• Первый вице-президент Федерации Легкой атлетики России Игорь Тер-Ованесян: У меня хорошая наследственность

    В середине мая Игорю Тер-Ованесяну исполнилось 70 лет. Это единственный за всю историю Олимпийских игр прыгун в длину, прошедший пять Олимпиад. Входит в пятерку лучших прыгунов мира за всю историю легкой атлетики. Коллеги и журналисты считают его истинным интеллектуалом. Редкое обаяние, мудрость и юношеский задор Тер-Ованесяна очаровывают.

    Но он совсем непубличный человек. И корреспонденту «Спорта» понадобился почти месяц, чтобы уговорить его на интервью. В ходе беседы выяснилось, что у его супруги в этот день был день рождения.

    Каждая женщина — новая книга

    — Это утро я начал с букета цветов, — начал Тер-Ованесян. — Пришел на рынок и стал выбирать розы. Купил 49 штук — был в полной уверенности, что ей 49 лет. А когда принес и подарил, оказалось, что надо было купить чуть больше (улыбается).

    — А ваша супруга занималась спортом?
    — Ольга Клейн была рекордсменкой Европы в беге на 400 метров с барьерами. Я охмурил ее, когда ей было восемнадцать, а я был уже взрослый — лет тридцати. Тогда я был женат, и наши отношения не носили постоянного характера. Мы периодически встречались. Ольга родила от меня ребенка. Это было исключительно ее решение, и она ни на что не претендовала. Потом вышла замуж и родила ребенка в этом браке. Но мы продолжали встречаться. Потом ее муж погиб в автоката­строфе. А я наконец-то понял, что с этой женщиной обрету гармонию, которой мне всегда не хватало. И мы сейчас вот так счастливо живем.

    — У каждого человека есть какие-то свои критерии красоты…
    — В женщине для меня важны глаза, ум и сексуальность. Но я не могу пройти мимо, чтобы не посмотреть на любую интересную женщину. Ведь самое прекрасное, что создал господь, — это женщины. Я до сих пор открываю для себя новые грани в них. Каждая женщина, которую я встречаю на своем пути — это новая непрочитанная книга. В каждой открываю для себя что-то интересное. А через них — в себе. Со временем я понял, что внешние формы, которыми мы восторгаемся, совершенно не определяют глубины страсти и тех ощущений, которые мужчина испытывает потом. Гораздо важнее то глубинное, что скрыто от наших глаз. И тонкие струны души, которые затрагиваешь, когда доходишь до близких отношений. Это и рождает наиболее сильные впечатления и чувства.

    В школе был оболтусом

    — Вы как-то сказали, что прыжки в длину — странный вид…
    — Да, в нем нет никакой логики. Думаю, это единственный вид в легкой атлетике, а может, и среди остальных видов спорта, где так долго держатся рекорды. Если бы в прошлом году на чемпионате мира в Осаке я разбежался и прыгнул 8,35 метра, то с результатом сорокалетней давности занял бы 3-е место. С 1936 года, когда Джесси Оуэнс прыгнул на 8,13, прошло более 70 лет. И за это время только пять атлетов были рекордсменами: Джесси Оуэнс, Ральф Бостон, Тер-Ованесян, Боб Бимон и Майк Пауэлл. Хотя в 91-м, на чемпионате мира в Японии, за несколько минут до прыжка Пауэлла, в рекордсменах побывал Карл Льюис. Но тот день был каким-то особенным: два прыгуна преодолели фантастический рекорд Боба Бимона (8,90). Так вот, Тер-Ованесян среди этих пяти рекордсменов был единственный белый и европеец.

→ ЗАДАНИЕ 1:
Ответьте на вопросы по интервью с Игорем Тер-Ованесяном.
(a) Сколько лет исполнилось Тер-Ованесяну в середине мая?
(b) В какой дисциплине Ольга Клейн была рекордсменкой Европы?
(c) Какой результат показал Джесси Оуэнс в 1936 году?

(Записи с разметкой положения объектов)

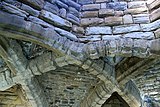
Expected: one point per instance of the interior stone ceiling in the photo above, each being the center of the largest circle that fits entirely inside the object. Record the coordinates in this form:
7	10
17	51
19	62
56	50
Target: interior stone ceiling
79	53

→ ЗАДАНИЕ 2: Перенесите строки всех записей выше в таблицу Markdown с колонками «№» и «Строка», указав порядковый номер и саму строку. Пустые строки пропустите, изображения в ответ не включайте.

→ ПИСЬМЕННЫЙ ОТВЕТ 1:
(a) 70 лет.
(b) В беге на 400 метров с барьерами.
(c) 8,13.

→ ПИСЬМЕННЫЙ ОТВЕТ 2:
| № | Строка |
|---|---|
| 1 | Expected: one point per instance of the interior stone ceiling in the photo above, each being the center of the largest circle that fits entirely inside the object. Record the coordinates in this form: |
| 2 | 7	10 |
| 3 | 17	51 |
| 4 | 19	62 |
| 5 | 56	50 |
| 6 | Target: interior stone ceiling |
| 7 | 79	53 |